Passage for review:

The ‘relative security’ of the pharmacy sector is attracting investors to the market, according to a report released yesterday (21 August) by the brokers Christie & Co.

The report shows that healthcare businesses like pharmacies are more secure for investors than other sectors like retail and hotels.

A Christie & Co spokesperson said: ‘The medical sector has continued to offer a secure option as a needs-based market but with high competition and limited supply across the dental, pharmacy and GP surgery spaces.’

There is a 'ready market' for independent investments in pharmacies due to their 'relatively secure' NHS income, the report said.

It said: ‘The principle income driver within the pharmacy sector is that of NHS dispensing, thereby providing a relatively secure income base.’

 

‘Low risk’

 

The pharmacy market, which Christie & Co said is 50% controlled by independents, offers average yields of 5.5% to 7.5% and 8% to 10% for prime and secondary investments respectively, according to the report.

Input data:
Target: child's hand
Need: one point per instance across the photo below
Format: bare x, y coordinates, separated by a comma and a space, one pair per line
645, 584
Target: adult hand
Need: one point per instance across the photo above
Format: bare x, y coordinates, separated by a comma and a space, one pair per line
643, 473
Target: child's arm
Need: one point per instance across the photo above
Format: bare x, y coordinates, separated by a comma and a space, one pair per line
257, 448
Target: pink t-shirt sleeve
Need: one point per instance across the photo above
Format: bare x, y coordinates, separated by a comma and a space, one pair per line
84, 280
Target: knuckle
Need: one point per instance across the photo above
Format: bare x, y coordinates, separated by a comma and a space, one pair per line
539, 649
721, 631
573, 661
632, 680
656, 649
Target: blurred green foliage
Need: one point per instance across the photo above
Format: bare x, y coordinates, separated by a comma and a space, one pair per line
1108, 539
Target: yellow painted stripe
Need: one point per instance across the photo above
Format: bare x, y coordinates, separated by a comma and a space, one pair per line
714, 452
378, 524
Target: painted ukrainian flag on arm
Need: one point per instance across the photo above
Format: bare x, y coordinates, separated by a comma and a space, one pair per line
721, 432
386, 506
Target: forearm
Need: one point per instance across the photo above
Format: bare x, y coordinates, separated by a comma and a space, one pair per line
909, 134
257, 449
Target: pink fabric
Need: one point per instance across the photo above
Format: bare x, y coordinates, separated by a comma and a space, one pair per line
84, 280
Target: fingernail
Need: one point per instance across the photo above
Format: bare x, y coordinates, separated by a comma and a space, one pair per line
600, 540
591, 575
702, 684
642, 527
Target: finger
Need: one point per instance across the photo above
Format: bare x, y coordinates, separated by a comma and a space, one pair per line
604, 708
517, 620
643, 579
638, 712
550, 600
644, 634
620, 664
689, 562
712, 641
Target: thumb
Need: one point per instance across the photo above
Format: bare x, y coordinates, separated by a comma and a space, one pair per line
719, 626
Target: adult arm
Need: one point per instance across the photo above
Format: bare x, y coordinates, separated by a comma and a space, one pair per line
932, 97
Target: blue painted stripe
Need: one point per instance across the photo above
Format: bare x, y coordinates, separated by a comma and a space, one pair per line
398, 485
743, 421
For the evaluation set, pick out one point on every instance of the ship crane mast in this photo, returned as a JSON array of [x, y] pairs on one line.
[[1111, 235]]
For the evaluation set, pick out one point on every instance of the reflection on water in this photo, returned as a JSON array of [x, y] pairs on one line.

Your objective: Write out the complete article on investor interest in pharmacies, word for word. These items were drawn from a different source than the article.

Response for this exercise:
The ‘relative security’ of the pharmacy sector is attracting investors to the market, according to a report released yesterday (21 August) by the brokers Christie & Co.

The report shows that healthcare businesses like pharmacies are more secure for investors than other sectors like retail and hotels.

A Christie & Co spokesperson said: ‘The medical sector has continued to offer a secure option as a needs-based market but with high competition and limited supply across the dental, pharmacy and GP surgery spaces.’

There is a 'ready market' for independent investments in pharmacies due to their 'relatively secure' NHS income, the report said.

It said: ‘The principle income driver within the pharmacy sector is that of NHS dispensing, thereby providing a relatively secure income base.’

 

‘Low risk’

 

The pharmacy market, which Christie & Co said is 50% controlled by independents, offers average yields of 5.5% to 7.5% and 8% to 10% for prime and secondary investments respectively, according to the report.